## WHAT THE TASK ASKS
Restate word for word the lines that run from the one containing "Target: curb" to the last line of the data, both ends included.

## MATERIAL FOR THE TASK

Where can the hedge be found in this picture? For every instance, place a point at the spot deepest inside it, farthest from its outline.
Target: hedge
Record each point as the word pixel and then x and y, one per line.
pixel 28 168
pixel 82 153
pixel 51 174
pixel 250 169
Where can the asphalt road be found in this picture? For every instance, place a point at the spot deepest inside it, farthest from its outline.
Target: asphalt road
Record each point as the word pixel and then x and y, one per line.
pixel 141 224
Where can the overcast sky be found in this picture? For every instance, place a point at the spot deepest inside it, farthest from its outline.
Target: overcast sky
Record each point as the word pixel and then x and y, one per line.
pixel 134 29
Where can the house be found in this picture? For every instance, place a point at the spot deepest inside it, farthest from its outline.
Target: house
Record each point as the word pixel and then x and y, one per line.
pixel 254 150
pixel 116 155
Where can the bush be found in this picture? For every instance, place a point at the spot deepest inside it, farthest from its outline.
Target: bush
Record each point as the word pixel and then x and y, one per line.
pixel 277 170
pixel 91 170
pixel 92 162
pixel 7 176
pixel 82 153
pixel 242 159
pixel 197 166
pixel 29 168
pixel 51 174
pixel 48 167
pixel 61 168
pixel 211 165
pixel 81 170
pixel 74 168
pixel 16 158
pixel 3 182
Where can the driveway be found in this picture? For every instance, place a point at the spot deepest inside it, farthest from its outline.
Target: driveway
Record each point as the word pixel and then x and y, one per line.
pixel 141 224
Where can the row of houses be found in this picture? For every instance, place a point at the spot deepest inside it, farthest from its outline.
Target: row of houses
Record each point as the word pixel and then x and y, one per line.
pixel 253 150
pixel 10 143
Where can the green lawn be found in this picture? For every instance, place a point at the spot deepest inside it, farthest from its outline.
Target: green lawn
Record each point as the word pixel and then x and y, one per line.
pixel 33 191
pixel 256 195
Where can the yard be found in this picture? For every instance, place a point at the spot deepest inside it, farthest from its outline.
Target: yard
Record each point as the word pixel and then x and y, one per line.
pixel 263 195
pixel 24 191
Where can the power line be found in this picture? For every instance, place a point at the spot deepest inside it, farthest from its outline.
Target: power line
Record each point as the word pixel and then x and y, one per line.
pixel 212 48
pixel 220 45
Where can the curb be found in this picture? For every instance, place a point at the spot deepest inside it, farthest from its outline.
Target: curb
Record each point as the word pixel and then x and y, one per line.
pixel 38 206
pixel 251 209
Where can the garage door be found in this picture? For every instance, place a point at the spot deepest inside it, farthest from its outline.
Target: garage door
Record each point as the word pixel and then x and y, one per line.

## SOLUTION TO THE PROBLEM
Target: curb
Record each point as the word pixel and then x and y, one per line.
pixel 38 206
pixel 251 209
Where can the garage door be found in this picture? For every instance, place a point at the spot deepest inside it, farthest from its outline.
Target: garage door
Record each point as the word pixel and then x and y, one per line.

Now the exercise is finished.